Texto mostrado —
§ §

(Temporada 1, 8 episodios)
El universo tan particular de Álex de la Iglesia se expande. Con todas sus virtudes y también con sus mismos defectos. Pero, sin duda, hay que visitarlo siempre porque cada trabajo de este director es un pulso a favor de la imaginación donde lo desmedido acaba convirtiéndose en su principal magnetismo.
El brío, los tonos, el ritmo que este perspicaz director impone a las secuencias otorgan al género de terror épico un atrevimiento muy castizo, muy español y esto es lo que hace que la propuesta televisiva sea atractiva e, indudablemente, interesante. Porque lo que le gusta a este director es mixturar los géneros (pasando por “El exorcista” o por Carpenter, por poner sólo dos ejemplos claros) y regalarnos como resultado una comedia burda, pero también divertidísima, que homenajea con inteligencia y mucho amor al cine de Berlanga.
El problema de esta serie (a la que se le nota para bien que es una superproducción por la que HBO no ha limitado gastos) es la propia idiosincrasia del estilo De la Iglesia. Un estilo que fue admirable, estupendo, simpático y con su chispa de originalidad en películas hoy icónicas recordadas por todos nosotros, que las veíamos sabiendo que nos lo íbamos a pasar pipa, además de asistir a un poderosísimo retrato (esperpéntico, pero no menos real) de lo que somos los españoles y de por dónde cojeamos. Pero ese estilo lleva muchos años adoleciendo de un mismo error: no sabe equilibrar el exceso. A la portentosa imaginación fílmica del director el propio De la Iglesia no sabe ponerle freno cuando la historia lo necesita y esta se pierde, se diluye, se dispersa o, incluso, desaparece en demasiadas ocasiones. Esta serie no necesitaba ocho capítulos: con la mitad, quizá, hubiese bastado. Y el guion, coescrito como casi siempre con Jorge Guerricaechevarría, adolece de fallos, de personajes con fuerza que se diluyen, de situaciones repetitivas o de hilos argumentales que no aportan un equilibrio al argumento central y lo que se logra es una dispersión enredadora en la que ni personajes ni sus estimulaciones se despliegan como debieran. Aún así, este trabajo de De la Iglesia es de lo mejor que ha hecho en mucho tiempo. Hay aquí dentro secuencias logradísimas y de una fuerza descomunal.

§ §

Datos extraídos —
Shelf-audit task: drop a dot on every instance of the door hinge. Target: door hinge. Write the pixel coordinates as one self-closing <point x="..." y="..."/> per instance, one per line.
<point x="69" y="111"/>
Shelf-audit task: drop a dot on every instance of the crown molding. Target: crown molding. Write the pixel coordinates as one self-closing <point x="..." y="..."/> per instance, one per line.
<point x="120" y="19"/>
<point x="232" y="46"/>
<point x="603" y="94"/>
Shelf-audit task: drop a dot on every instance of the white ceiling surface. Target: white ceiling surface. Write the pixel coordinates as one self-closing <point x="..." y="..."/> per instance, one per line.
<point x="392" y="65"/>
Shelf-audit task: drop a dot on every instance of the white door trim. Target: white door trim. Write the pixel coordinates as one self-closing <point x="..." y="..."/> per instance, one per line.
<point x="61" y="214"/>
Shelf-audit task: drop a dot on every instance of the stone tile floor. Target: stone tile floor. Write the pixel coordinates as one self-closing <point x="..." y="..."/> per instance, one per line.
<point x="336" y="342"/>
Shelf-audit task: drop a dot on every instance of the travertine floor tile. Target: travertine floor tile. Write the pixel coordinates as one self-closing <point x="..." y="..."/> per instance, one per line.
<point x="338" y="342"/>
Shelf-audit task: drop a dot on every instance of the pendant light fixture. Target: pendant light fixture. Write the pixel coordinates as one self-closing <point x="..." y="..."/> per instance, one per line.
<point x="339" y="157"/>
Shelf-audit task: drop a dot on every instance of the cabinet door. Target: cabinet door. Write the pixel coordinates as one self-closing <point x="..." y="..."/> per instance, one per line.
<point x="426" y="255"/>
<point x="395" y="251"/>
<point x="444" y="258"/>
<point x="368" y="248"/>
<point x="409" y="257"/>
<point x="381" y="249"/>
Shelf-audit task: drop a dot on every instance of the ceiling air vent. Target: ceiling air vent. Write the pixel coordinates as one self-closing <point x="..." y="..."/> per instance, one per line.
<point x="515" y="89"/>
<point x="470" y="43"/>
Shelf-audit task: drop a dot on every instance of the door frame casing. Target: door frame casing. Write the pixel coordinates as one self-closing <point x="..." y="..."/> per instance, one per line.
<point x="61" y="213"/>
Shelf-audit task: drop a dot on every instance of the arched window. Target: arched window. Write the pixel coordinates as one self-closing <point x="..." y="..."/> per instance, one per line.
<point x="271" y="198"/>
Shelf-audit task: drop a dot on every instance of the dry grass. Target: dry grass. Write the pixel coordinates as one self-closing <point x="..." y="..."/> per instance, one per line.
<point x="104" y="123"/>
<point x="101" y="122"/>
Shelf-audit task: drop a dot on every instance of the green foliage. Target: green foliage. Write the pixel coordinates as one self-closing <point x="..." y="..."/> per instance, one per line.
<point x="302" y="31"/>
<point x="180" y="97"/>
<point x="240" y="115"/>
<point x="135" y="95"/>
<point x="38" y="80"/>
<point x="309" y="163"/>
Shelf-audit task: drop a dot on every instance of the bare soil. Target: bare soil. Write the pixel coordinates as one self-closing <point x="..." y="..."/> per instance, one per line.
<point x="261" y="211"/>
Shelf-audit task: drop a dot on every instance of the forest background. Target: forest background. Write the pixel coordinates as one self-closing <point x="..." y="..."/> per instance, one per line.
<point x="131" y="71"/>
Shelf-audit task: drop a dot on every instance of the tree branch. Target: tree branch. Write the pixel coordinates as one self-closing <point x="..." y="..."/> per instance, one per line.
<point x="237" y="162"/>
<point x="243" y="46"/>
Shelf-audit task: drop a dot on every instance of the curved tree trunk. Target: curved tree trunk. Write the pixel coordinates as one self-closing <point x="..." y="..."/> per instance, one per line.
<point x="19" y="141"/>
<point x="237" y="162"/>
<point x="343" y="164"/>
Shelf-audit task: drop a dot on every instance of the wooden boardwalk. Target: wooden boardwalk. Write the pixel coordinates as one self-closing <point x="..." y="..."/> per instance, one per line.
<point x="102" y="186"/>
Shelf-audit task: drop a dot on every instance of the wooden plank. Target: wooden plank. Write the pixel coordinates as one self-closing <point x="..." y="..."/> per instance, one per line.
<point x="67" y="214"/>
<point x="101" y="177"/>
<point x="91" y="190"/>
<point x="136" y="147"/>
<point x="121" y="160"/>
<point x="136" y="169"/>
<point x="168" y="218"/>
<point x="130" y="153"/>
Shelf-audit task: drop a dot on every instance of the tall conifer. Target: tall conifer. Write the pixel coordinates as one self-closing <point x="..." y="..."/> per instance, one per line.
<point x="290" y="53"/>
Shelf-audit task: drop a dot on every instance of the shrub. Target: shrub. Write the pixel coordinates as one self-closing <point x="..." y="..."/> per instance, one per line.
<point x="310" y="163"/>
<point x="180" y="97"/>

§ §

Sobre la tarea —
Copia todo lo que va de "(Temporada 1, 8" hasta "su principal magnetismo." en la reseña de la serie y renombra "director" como "cineasta" en ese tramo.

Tu respuesta —
(Temporada 1, 8 episodios)
El universo tan particular de Álex de la Iglesia se expande. Con todas sus virtudes y también con sus mismos defectos. Pero, sin duda, hay que visitarlo siempre porque cada trabajo de este cineasta es un pulso a favor de la imaginación donde lo desmedido acaba convirtiéndose en su principal magnetismo.